Go through the data below and repeat it exactly, skipping each picture.
*** Records provided ***
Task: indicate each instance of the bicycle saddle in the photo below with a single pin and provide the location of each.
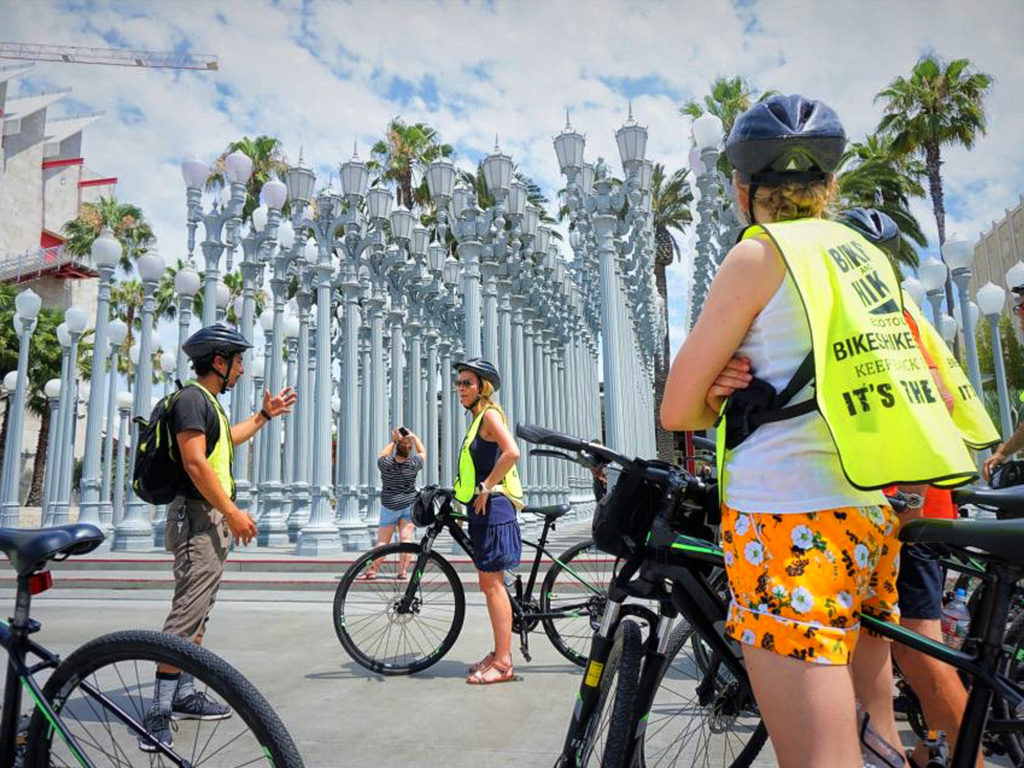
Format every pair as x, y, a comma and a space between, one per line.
29, 549
1001, 539
552, 513
1008, 502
***
# Result for this exercise
Task: indicate each instance of the bicycle saddle in the photo below with a single pin and provide the location of each.
Format every pair as x, y, a comma and a space between, one per line.
29, 549
1001, 539
552, 513
1008, 502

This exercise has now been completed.